** Text segment follows **
‘Y’ becomes ‘Me’ for youth generation

Recent studies show narcissism and self-indulgence are common behaviors for college students.

Recent studies show narcissism and self-indulgence are common behaviors for college students.

Photo Illustration COLIN KERRIGAN In addition to admitting their generation is more narcissistic than previous ones, 92 percent of college students say they use social networking sites often.

People born between 1980 and 2000 have been deemed Generation Y, but some say Generation “Me” is more fitting. With the advent of social media outlets like Twitter, MySpace and Facebook and smartphones like the iPhone and BlackBerrys to give them instant access, Generation Y is gaining a reputation for being self-indulgent, narcissistic and disconnected.

In an ongoing USA Today poll, readers were asked what they considered the biggest trend in behavior for 2009. Narcissism came in first with 33 percent of votes, followed by social networking with 28 percent and recession stress with 20 percent.

In a separate survey by Youth Pulse, an organization that specifically studies behavior of tweens and teens, two-thirds of 1,068 college students said their generation is more narcissistic than previous ones. Additionally, students were asked about their online social-networking habits. Ninety-two percent said they used Facebook or MySpace on a regular basis.
** End of Text segment **
** Dataset excerpts follows **
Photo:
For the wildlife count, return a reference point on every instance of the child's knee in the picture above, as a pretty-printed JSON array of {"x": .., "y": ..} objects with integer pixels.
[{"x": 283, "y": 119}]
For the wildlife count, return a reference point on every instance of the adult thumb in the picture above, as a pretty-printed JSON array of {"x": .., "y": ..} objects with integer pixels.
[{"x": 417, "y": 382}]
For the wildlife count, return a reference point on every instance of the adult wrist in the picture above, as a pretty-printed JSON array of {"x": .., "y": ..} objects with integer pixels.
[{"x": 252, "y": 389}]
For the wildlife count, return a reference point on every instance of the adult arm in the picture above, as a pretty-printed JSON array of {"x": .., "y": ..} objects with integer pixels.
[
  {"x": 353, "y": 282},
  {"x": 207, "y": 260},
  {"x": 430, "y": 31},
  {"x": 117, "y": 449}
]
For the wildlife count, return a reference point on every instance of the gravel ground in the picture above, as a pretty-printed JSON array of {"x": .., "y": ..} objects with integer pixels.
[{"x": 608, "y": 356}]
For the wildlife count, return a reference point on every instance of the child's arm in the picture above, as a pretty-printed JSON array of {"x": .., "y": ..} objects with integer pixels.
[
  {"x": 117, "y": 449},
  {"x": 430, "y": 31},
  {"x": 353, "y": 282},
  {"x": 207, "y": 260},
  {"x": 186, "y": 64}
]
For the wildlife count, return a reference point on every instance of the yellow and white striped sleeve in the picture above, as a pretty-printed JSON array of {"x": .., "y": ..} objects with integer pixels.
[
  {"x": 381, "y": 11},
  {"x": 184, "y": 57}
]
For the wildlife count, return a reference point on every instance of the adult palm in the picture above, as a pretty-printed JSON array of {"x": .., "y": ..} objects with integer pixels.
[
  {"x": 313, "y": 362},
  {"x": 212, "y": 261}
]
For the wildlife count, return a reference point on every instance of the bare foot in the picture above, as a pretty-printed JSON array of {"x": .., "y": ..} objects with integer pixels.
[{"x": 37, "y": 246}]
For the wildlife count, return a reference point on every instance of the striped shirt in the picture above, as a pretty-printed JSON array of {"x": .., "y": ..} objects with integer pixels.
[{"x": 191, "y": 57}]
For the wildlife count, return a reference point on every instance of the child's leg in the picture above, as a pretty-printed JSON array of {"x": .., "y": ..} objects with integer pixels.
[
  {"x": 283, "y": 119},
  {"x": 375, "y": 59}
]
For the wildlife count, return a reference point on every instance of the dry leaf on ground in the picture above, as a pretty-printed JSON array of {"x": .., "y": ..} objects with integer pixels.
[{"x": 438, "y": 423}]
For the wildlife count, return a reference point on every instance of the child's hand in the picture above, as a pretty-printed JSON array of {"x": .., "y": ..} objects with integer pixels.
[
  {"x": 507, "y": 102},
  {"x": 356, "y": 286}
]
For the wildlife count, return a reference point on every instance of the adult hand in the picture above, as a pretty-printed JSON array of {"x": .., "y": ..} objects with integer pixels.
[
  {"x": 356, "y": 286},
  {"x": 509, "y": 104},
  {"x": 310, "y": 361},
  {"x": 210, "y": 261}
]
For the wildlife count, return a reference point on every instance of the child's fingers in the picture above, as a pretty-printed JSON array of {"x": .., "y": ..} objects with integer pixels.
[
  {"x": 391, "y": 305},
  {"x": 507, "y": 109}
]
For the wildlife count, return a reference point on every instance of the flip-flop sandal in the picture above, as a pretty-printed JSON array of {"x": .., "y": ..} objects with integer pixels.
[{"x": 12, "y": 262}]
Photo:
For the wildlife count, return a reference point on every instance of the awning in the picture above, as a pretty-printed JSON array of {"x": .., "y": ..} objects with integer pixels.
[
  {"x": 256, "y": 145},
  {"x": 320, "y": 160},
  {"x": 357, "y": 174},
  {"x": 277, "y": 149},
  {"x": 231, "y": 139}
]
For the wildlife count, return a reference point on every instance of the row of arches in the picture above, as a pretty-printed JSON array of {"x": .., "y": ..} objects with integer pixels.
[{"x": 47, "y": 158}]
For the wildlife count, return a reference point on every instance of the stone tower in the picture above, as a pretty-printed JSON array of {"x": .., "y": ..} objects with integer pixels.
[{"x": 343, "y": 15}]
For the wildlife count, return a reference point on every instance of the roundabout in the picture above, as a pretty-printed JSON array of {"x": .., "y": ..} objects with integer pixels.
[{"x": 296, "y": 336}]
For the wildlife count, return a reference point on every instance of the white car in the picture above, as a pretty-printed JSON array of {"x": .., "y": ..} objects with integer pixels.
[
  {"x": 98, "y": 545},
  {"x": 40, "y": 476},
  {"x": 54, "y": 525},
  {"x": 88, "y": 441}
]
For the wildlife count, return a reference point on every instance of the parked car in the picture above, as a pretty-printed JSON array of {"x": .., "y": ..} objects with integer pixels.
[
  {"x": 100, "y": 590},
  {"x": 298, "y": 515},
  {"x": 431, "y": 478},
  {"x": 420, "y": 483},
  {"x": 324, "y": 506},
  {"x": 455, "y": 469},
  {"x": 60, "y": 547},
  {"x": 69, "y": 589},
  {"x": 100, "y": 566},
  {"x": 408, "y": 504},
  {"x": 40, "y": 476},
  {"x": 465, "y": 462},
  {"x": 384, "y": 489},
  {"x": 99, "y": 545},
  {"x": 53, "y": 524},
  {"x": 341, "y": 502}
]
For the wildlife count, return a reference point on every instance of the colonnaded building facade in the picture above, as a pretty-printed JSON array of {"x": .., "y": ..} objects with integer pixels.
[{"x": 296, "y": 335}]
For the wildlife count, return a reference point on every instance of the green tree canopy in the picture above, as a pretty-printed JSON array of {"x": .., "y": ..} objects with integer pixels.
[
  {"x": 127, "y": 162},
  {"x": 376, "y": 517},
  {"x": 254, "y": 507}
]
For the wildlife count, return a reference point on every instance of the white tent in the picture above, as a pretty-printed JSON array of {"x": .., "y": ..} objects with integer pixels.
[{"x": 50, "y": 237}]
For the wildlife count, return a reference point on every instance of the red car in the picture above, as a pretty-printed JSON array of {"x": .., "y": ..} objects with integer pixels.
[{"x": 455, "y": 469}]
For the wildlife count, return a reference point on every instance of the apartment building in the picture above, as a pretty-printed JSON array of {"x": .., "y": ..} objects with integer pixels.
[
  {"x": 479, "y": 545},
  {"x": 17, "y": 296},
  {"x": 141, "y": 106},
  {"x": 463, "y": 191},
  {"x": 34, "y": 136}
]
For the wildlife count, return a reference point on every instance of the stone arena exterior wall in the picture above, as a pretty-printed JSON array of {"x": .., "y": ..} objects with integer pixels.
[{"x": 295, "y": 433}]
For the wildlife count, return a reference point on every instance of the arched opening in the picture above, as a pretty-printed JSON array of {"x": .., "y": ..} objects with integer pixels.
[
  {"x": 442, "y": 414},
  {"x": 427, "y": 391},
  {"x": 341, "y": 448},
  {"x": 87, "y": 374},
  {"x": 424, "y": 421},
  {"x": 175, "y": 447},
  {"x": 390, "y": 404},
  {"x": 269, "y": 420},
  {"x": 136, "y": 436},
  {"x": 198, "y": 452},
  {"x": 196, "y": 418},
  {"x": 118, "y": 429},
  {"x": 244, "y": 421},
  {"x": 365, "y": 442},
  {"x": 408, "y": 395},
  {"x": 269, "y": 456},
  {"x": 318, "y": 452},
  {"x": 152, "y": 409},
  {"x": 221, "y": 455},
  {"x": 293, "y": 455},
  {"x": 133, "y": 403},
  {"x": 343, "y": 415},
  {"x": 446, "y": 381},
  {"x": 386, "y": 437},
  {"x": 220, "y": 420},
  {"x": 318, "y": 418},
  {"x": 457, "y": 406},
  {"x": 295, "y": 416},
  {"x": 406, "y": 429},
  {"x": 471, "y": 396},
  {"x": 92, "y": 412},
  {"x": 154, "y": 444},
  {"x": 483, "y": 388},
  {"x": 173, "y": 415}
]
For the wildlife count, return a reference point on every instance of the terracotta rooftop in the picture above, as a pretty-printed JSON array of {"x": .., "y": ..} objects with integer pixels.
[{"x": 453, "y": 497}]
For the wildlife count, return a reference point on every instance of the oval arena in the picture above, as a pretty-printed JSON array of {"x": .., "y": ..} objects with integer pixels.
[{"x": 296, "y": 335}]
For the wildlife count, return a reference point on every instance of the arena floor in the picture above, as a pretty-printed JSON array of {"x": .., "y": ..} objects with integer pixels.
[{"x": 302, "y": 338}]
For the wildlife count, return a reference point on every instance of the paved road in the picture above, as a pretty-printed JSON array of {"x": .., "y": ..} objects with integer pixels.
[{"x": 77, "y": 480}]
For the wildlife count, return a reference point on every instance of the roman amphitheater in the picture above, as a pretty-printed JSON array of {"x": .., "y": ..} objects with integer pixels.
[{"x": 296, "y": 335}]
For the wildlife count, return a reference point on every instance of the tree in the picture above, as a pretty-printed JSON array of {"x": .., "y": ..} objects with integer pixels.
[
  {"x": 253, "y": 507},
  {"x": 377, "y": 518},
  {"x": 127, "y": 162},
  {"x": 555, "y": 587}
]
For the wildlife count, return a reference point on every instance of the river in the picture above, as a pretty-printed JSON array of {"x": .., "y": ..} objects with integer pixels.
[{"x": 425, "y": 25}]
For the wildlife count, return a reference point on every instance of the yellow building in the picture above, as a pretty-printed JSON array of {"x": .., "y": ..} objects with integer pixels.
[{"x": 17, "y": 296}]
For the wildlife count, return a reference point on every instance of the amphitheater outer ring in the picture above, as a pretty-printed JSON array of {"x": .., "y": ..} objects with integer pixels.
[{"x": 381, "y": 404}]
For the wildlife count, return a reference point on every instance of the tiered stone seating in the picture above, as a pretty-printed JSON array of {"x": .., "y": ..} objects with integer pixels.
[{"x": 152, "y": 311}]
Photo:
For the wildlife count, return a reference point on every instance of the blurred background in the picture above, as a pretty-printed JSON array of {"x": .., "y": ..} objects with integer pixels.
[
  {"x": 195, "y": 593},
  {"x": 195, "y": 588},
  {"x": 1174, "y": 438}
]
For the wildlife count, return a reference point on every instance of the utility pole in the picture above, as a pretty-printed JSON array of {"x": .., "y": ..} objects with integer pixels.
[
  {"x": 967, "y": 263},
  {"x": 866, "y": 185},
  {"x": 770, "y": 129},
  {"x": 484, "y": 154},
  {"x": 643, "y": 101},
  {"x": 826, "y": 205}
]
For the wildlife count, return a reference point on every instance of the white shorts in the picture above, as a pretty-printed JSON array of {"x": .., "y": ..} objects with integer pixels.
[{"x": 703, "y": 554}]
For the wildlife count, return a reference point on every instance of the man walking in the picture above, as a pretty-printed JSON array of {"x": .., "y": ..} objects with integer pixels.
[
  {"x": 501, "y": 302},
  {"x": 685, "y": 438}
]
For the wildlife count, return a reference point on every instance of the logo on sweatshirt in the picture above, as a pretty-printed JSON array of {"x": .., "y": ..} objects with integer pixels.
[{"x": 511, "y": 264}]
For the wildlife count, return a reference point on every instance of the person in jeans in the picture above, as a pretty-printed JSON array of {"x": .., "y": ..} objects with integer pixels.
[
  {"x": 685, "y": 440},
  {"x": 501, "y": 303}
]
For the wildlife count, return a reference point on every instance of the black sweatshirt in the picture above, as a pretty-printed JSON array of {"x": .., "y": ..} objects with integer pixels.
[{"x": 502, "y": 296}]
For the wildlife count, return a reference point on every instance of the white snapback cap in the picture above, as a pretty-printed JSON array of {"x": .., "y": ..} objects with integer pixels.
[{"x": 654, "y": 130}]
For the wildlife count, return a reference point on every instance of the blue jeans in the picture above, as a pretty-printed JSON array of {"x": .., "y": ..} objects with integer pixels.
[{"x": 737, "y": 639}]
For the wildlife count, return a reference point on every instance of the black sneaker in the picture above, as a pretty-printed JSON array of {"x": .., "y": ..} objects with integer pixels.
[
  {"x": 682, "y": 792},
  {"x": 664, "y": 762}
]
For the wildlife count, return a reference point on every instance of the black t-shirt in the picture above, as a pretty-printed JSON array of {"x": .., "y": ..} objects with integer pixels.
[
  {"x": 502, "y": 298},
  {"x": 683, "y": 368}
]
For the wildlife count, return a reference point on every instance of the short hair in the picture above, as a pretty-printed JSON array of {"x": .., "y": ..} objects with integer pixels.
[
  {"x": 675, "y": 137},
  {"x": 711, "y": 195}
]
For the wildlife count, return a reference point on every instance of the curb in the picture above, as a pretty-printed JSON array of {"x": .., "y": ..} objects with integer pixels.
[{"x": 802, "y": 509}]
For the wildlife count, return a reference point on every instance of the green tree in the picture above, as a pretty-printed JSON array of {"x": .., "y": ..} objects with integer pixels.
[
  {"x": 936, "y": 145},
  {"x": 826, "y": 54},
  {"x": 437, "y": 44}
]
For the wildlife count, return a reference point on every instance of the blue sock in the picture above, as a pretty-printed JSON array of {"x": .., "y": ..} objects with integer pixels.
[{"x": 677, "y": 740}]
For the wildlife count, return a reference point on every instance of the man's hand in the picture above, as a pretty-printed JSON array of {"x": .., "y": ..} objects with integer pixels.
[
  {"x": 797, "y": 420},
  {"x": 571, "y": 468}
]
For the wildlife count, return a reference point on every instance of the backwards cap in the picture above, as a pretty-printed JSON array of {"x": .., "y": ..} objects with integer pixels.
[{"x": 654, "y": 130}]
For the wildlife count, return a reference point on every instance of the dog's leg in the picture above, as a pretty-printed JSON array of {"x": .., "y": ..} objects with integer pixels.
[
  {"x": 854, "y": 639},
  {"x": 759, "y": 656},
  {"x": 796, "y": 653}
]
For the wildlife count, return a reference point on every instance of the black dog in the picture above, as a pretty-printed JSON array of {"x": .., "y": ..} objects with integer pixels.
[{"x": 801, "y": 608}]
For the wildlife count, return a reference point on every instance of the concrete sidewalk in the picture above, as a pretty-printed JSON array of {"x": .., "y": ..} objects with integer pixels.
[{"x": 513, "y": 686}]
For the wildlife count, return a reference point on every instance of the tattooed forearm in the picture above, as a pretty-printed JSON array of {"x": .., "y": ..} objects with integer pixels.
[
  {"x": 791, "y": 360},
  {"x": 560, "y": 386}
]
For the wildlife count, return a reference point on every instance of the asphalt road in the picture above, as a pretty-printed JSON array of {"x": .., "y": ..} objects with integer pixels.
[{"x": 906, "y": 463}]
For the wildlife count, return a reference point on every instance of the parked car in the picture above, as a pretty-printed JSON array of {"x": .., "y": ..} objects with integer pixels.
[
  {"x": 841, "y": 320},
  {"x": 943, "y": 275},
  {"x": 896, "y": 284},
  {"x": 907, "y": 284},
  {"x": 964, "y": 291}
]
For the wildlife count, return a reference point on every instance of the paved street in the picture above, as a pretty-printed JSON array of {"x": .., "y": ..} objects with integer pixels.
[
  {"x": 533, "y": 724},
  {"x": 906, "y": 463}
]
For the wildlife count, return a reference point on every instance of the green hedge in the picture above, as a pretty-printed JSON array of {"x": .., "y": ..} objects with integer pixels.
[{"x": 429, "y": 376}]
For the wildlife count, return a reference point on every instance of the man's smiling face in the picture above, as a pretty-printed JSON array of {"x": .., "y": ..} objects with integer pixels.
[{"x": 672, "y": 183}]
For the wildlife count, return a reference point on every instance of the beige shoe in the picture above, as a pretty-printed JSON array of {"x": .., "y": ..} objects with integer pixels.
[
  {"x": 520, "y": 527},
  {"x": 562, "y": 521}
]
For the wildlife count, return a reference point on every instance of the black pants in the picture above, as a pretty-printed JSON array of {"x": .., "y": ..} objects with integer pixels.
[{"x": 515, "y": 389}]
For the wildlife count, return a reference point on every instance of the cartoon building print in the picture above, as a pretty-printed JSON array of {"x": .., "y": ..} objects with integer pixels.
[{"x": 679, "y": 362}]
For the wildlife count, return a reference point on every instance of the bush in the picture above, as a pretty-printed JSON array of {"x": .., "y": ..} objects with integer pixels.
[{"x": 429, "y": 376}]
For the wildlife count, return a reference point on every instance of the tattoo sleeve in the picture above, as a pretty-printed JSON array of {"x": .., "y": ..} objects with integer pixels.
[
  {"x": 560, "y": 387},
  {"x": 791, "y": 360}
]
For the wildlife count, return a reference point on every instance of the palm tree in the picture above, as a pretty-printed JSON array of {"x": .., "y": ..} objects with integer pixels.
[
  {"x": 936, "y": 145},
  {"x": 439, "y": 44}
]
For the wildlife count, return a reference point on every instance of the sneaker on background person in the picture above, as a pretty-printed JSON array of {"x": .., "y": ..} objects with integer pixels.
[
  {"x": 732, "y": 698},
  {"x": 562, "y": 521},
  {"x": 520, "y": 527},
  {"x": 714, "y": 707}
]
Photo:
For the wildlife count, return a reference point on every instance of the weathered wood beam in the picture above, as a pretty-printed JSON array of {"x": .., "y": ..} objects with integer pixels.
** End of Dataset excerpts **
__Problems to solve__:
1. Set down the part of the article on Generation Y that opens with the words containing "People born between" and closes with "narcissistic and disconnected.".
2. Write the next part of the article on Generation Y, starting after its final sentence.
These records have no connection to the article on Generation Y.

__Answers for the exercise__:
1.
People born between 1980 and 2000 have been deemed Generation Y, but some say Generation “Me” is more fitting. With the advent of social media outlets like Twitter, MySpace and Facebook and smartphones like the iPhone and BlackBerrys to give them instant access, Generation Y is gaining a reputation for being self-indulgent, narcissistic and disconnected.

2.
Dr. Joseph Friedman, a clinical psychologist and former assistant professor at Temple, said sites like Facebook and Twitter are not solely to blame for this trend.

“I think they are simply the instrument. They’ve exasperated the situation. They create a false intimacy that people settle for,” Friedman said.

He said there are many factors that contribute to this trend, including the enormous amount of technology and information now available.

“Because of the mere technological advances that make everything so immediately available, young people are not able to wait. They are being trained to be impatient. They have this pseudo-connection to the world. You can talk to anybody anytime, but there is no real intimacy to it,” he said.

Senior English major Marisa Reekie said she sees narcissism among her peers. She blamed the recent jump in advertisements, television, movies and pop culture for transforming Generation Y into Generation Me.

“People are led to believe that with the right products, they can lead better lives. They think if they look the right way and have the right stuff, their life will be improved,” Reekie said, adding that social networking sites are the perfect playgrounds for narcissism.

“It’s about wanting people to see you in a certain way,” she said. “It keeps people constantly aware of what you are doing and thinking, but not in an intelligent way.”

Pamela Pennington, a Temple alumna and former high school teacher, said the kids she taught put a lot of pressure on themselves to be the best and have the most.

“Endless celebrity news, updates and advertisements have us all, adults and children alike, looking toward a lifestyle that’s not really within reach,” Pennington said. “This can be extremely stressful.”
Reekie said even the stress she sees in college life is self-indulgent.

“In my opinion, college has turned from a place of education and personal evolvement into merely a step on the way to the best job, house and car that they can get,” she said.

Friedman said he thinks the American dream has changed: It is now simply to be rich, which for most is unattainable. And the stress involved with attempting to keep up this narcissistic facade is intense, he added.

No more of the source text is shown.